(Point annotation dataset rows)
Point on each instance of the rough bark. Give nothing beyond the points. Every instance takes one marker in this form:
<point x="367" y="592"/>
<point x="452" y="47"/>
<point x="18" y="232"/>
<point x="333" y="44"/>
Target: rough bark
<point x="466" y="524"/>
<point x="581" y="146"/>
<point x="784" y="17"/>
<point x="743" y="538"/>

[WRITTEN EXERCISE] Repeat every one of the rows above line for line, with no changes.

[EXPECTED ANSWER]
Point on each instance of the rough bark. Give nothing beyond the points. Every instance takes one marker in this form:
<point x="367" y="592"/>
<point x="452" y="47"/>
<point x="18" y="232"/>
<point x="333" y="44"/>
Target: rough bark
<point x="466" y="524"/>
<point x="581" y="146"/>
<point x="784" y="17"/>
<point x="743" y="538"/>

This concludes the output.